# WHAT IS EXPECTED
Look through the data and write out every line with the word "headstone" in it.

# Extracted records

--------

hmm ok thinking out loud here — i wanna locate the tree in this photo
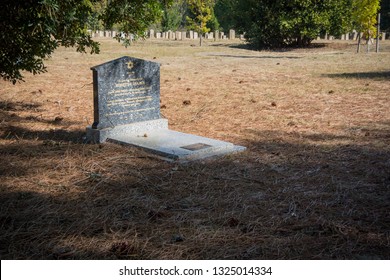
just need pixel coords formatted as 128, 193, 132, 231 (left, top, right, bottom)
230, 0, 353, 49
87, 0, 109, 32
214, 0, 237, 32
102, 0, 169, 46
381, 0, 390, 32
351, 0, 381, 52
206, 7, 220, 32
161, 0, 187, 32
327, 0, 354, 37
0, 0, 170, 84
0, 0, 97, 84
186, 0, 214, 46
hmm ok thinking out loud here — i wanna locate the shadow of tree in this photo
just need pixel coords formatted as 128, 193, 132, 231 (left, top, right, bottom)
324, 71, 390, 80
207, 54, 302, 59
226, 42, 333, 52
0, 123, 389, 259
0, 126, 85, 143
0, 101, 43, 112
0, 100, 82, 142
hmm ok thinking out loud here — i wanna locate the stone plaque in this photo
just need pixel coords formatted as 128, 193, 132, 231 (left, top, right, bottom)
91, 56, 160, 129
181, 143, 212, 151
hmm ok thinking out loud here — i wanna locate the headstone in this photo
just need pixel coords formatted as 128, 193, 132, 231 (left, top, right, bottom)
176, 31, 182, 40
189, 30, 194, 39
229, 29, 235, 40
86, 56, 246, 162
149, 29, 155, 39
182, 31, 187, 40
209, 32, 214, 40
156, 32, 161, 39
220, 32, 224, 39
194, 32, 198, 39
352, 32, 358, 40
382, 32, 386, 40
162, 32, 166, 39
346, 33, 350, 40
214, 30, 219, 41
99, 30, 104, 37
88, 56, 162, 133
341, 34, 345, 40
112, 31, 116, 38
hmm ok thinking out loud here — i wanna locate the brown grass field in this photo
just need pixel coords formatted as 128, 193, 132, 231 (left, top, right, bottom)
0, 38, 389, 259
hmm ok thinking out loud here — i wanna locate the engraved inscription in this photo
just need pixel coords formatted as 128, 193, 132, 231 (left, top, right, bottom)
104, 67, 154, 119
92, 56, 160, 129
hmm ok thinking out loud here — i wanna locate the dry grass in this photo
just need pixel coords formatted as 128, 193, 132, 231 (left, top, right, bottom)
0, 38, 389, 259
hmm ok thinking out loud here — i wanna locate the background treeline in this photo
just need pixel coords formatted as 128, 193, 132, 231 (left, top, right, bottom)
88, 0, 220, 33
1, 0, 389, 83
88, 0, 389, 48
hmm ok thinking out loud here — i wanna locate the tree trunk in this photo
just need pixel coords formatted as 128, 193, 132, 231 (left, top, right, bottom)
357, 32, 361, 53
199, 34, 203, 47
376, 13, 381, 53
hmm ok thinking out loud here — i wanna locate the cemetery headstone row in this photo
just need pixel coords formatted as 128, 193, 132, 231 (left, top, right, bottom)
319, 31, 387, 41
88, 29, 388, 41
88, 29, 243, 41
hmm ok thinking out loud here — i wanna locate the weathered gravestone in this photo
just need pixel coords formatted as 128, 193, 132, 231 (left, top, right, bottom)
86, 56, 246, 162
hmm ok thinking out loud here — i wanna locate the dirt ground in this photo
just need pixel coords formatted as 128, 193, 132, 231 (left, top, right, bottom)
1, 38, 389, 259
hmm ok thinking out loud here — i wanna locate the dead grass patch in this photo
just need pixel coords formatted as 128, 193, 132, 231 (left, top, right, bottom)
1, 38, 389, 259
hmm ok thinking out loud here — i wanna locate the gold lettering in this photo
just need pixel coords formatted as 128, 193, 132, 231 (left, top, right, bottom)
107, 96, 153, 107
114, 81, 145, 88
108, 86, 151, 96
105, 107, 155, 116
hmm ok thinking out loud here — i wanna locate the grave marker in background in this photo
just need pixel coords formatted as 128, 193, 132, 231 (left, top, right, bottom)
229, 29, 235, 39
214, 30, 219, 41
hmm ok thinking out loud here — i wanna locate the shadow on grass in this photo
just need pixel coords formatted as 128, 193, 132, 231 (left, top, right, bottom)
208, 54, 301, 59
0, 100, 82, 143
0, 125, 85, 143
325, 71, 390, 80
226, 42, 331, 52
0, 123, 389, 259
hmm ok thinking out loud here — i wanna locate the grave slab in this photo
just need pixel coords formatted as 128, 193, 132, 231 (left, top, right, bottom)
108, 128, 246, 162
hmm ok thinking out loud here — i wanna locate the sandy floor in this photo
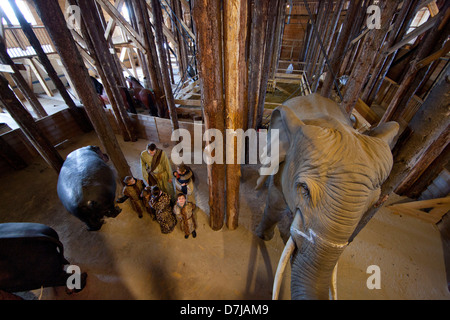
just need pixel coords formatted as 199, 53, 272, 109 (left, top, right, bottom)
0, 128, 448, 300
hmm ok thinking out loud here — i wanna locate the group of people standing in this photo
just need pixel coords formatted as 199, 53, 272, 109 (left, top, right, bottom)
116, 143, 198, 239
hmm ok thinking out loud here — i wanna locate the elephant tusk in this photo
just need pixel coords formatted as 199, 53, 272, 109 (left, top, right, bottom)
329, 262, 339, 300
272, 236, 296, 300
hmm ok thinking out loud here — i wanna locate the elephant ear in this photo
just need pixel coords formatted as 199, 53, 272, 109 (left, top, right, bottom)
256, 106, 304, 189
366, 121, 399, 150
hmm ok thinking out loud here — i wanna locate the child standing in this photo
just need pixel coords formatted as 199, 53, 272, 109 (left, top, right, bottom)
149, 186, 177, 234
173, 193, 197, 239
140, 186, 156, 220
173, 163, 195, 203
116, 176, 146, 218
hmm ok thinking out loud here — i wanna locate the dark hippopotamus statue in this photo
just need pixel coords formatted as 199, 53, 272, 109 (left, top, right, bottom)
0, 222, 86, 294
57, 146, 122, 231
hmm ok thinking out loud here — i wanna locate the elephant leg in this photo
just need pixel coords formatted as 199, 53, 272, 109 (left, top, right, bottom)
255, 177, 288, 241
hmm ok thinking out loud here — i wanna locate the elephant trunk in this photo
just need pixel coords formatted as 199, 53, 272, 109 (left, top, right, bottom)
290, 236, 346, 300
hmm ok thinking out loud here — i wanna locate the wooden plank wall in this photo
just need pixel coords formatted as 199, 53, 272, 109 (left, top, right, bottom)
106, 109, 205, 145
0, 108, 206, 176
0, 108, 85, 175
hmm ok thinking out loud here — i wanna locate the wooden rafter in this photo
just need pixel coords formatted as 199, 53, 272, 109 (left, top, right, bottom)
95, 0, 146, 52
387, 196, 450, 224
103, 0, 125, 41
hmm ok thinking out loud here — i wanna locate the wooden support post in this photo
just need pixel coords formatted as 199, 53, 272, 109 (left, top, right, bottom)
32, 0, 132, 180
269, 0, 287, 80
8, 0, 91, 133
321, 0, 362, 98
151, 0, 179, 130
255, 0, 279, 129
312, 0, 344, 93
0, 75, 63, 173
349, 61, 450, 244
0, 39, 47, 118
224, 0, 248, 230
361, 0, 419, 104
380, 4, 450, 123
395, 126, 449, 195
366, 0, 421, 106
341, 0, 398, 114
247, 0, 269, 130
126, 0, 150, 81
310, 0, 333, 91
173, 0, 189, 80
131, 0, 168, 118
94, 1, 128, 89
26, 58, 53, 98
76, 0, 137, 142
166, 39, 175, 84
404, 144, 449, 199
95, 0, 146, 52
193, 0, 226, 231
304, 0, 325, 83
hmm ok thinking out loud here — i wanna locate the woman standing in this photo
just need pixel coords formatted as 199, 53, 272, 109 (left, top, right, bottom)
149, 186, 177, 234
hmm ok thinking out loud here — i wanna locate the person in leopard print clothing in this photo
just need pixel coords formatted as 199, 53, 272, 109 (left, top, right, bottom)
149, 186, 177, 234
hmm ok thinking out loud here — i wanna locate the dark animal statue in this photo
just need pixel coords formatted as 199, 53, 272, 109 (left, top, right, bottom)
0, 222, 86, 294
90, 76, 158, 116
126, 76, 159, 117
57, 146, 122, 231
90, 76, 137, 114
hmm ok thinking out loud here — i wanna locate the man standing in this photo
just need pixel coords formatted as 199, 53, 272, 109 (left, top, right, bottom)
140, 143, 174, 198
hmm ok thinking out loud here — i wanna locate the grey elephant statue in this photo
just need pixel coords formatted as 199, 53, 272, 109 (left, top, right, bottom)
256, 93, 399, 300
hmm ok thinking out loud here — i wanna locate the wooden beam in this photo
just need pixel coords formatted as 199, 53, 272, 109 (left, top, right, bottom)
387, 196, 450, 224
224, 0, 248, 230
172, 0, 189, 80
395, 125, 449, 195
33, 0, 132, 180
25, 58, 53, 97
76, 0, 137, 142
354, 98, 380, 125
361, 0, 419, 103
0, 75, 63, 172
380, 4, 450, 124
405, 145, 450, 199
385, 13, 440, 55
104, 0, 125, 41
255, 0, 279, 129
55, 58, 81, 100
174, 98, 201, 106
247, 0, 269, 130
341, 0, 398, 114
151, 0, 179, 130
427, 1, 439, 17
9, 0, 90, 132
193, 0, 226, 231
417, 40, 450, 68
321, 0, 362, 98
95, 0, 146, 52
132, 0, 167, 118
0, 39, 47, 118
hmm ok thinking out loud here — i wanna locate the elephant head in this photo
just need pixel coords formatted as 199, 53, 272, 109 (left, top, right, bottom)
256, 93, 399, 300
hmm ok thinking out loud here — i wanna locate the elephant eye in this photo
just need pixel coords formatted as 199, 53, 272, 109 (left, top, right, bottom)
298, 183, 310, 198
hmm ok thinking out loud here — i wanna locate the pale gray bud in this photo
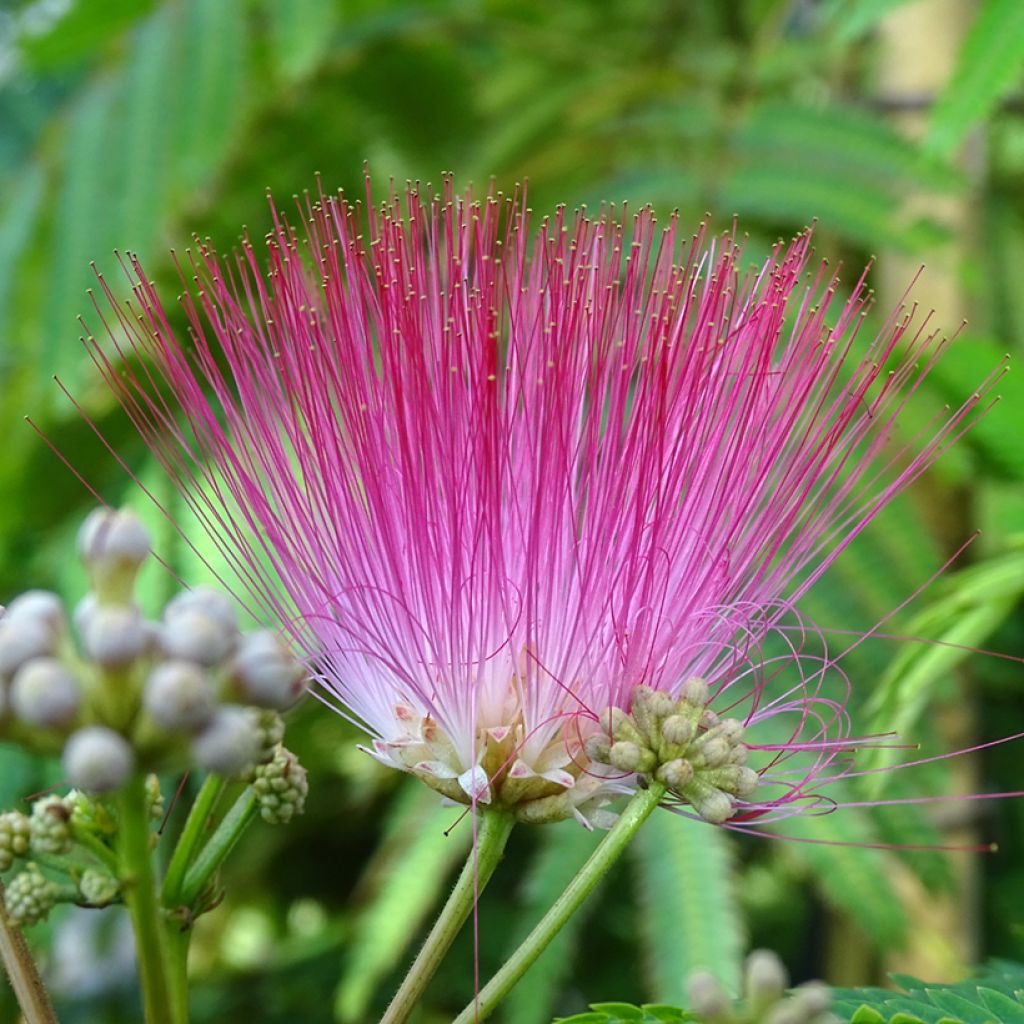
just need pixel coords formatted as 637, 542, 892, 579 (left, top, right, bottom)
63, 727, 135, 794
745, 949, 788, 1012
28, 795, 72, 856
4, 591, 67, 637
78, 508, 151, 570
82, 604, 148, 668
10, 657, 81, 729
191, 705, 259, 776
0, 618, 54, 676
694, 789, 734, 825
144, 660, 216, 731
159, 610, 235, 667
687, 969, 731, 1022
679, 676, 710, 707
165, 587, 238, 635
229, 630, 306, 710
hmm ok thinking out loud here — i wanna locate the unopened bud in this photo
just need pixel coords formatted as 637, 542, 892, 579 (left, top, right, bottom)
82, 604, 148, 667
28, 795, 72, 855
146, 774, 165, 821
697, 737, 731, 768
229, 630, 305, 709
4, 591, 67, 638
4, 864, 58, 926
687, 969, 731, 1022
745, 949, 788, 1012
159, 610, 235, 667
144, 660, 216, 731
79, 868, 119, 906
657, 757, 694, 790
583, 732, 611, 762
789, 982, 832, 1018
10, 657, 81, 729
679, 677, 710, 707
693, 789, 733, 825
252, 746, 308, 824
192, 705, 259, 776
78, 508, 151, 603
165, 587, 238, 634
661, 714, 695, 748
0, 811, 30, 871
63, 727, 135, 794
608, 740, 654, 773
249, 709, 285, 763
0, 618, 54, 676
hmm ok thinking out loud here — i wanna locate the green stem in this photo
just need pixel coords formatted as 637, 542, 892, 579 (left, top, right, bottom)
161, 775, 226, 908
0, 880, 59, 1024
180, 787, 258, 907
70, 823, 119, 873
165, 923, 191, 1024
452, 783, 666, 1024
118, 776, 180, 1024
380, 807, 516, 1024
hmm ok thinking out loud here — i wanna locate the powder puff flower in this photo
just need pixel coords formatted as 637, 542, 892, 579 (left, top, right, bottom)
77, 179, 998, 829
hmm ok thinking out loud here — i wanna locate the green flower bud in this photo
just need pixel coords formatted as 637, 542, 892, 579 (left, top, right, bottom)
660, 713, 695, 748
4, 864, 58, 926
10, 657, 81, 729
583, 731, 611, 763
144, 660, 216, 731
608, 740, 655, 774
0, 811, 31, 871
679, 676, 710, 708
79, 868, 119, 906
249, 709, 285, 764
656, 757, 694, 790
63, 727, 135, 794
191, 705, 259, 776
29, 795, 72, 856
252, 746, 308, 824
146, 774, 165, 821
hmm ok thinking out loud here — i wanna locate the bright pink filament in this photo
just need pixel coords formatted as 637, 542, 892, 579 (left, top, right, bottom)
81, 178, 1000, 817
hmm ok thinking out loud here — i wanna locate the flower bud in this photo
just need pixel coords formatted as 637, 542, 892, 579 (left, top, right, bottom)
4, 864, 59, 926
146, 774, 165, 821
745, 949, 788, 1013
608, 740, 654, 773
28, 795, 72, 856
250, 709, 285, 763
158, 610, 235, 667
81, 604, 148, 668
661, 714, 695, 748
79, 868, 119, 906
191, 705, 259, 776
679, 676, 710, 707
10, 658, 81, 729
143, 660, 216, 731
63, 727, 135, 794
78, 508, 151, 603
0, 811, 30, 871
687, 968, 731, 1022
229, 630, 305, 710
165, 587, 238, 635
693, 789, 733, 825
4, 591, 67, 637
0, 618, 54, 676
252, 746, 308, 824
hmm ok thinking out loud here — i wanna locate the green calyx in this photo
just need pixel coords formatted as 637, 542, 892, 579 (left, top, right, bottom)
585, 680, 758, 824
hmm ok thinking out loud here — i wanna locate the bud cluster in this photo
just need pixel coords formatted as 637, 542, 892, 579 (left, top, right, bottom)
0, 507, 308, 794
687, 950, 838, 1024
0, 507, 312, 928
585, 680, 758, 824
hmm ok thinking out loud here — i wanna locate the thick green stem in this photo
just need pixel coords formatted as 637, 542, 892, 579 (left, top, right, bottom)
165, 923, 191, 1024
161, 775, 225, 908
452, 783, 666, 1024
118, 777, 180, 1024
180, 787, 258, 907
0, 880, 59, 1024
380, 807, 516, 1024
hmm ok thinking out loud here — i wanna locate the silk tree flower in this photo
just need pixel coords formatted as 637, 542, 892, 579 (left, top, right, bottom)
79, 180, 997, 830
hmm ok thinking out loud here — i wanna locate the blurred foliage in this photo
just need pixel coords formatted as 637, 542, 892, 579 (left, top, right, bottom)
1, 0, 1023, 1021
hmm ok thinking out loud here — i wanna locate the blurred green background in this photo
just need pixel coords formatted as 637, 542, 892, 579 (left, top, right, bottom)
1, 0, 1024, 1021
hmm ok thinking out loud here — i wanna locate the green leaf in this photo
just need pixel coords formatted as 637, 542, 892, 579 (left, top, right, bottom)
332, 782, 472, 1023
925, 987, 998, 1023
261, 0, 339, 83
823, 0, 916, 42
850, 1007, 887, 1024
927, 0, 1024, 156
632, 811, 742, 1002
503, 821, 604, 1024
977, 987, 1024, 1022
18, 0, 156, 70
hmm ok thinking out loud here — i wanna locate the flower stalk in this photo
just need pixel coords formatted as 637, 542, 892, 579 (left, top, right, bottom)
0, 879, 58, 1024
381, 807, 516, 1024
451, 784, 666, 1024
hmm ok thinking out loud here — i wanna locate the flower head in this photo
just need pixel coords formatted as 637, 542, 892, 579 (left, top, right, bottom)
83, 178, 996, 827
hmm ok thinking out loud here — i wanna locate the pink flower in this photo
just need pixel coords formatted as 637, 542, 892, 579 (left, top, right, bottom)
81, 179, 997, 828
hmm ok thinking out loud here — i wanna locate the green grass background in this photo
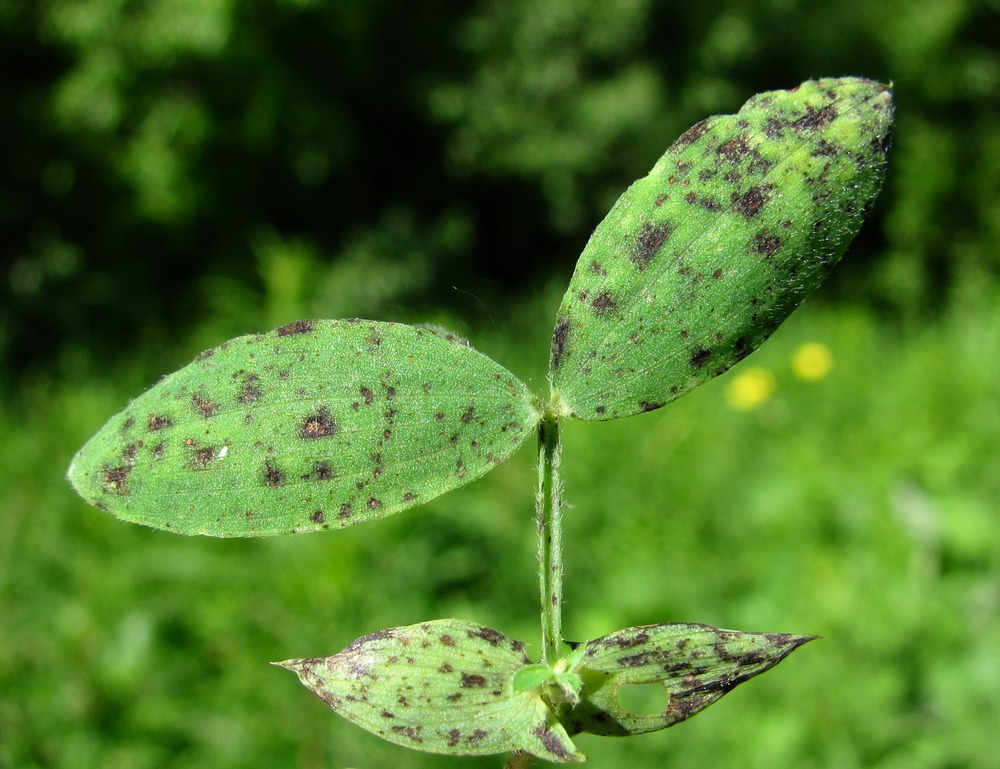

--------

# EXERCISE RESULT
hmm ok thinking out loud here — i wanna locate the headstone in this photo
hmm ok thinking out loud here — i wanna locate the cemetery headstone row in this photo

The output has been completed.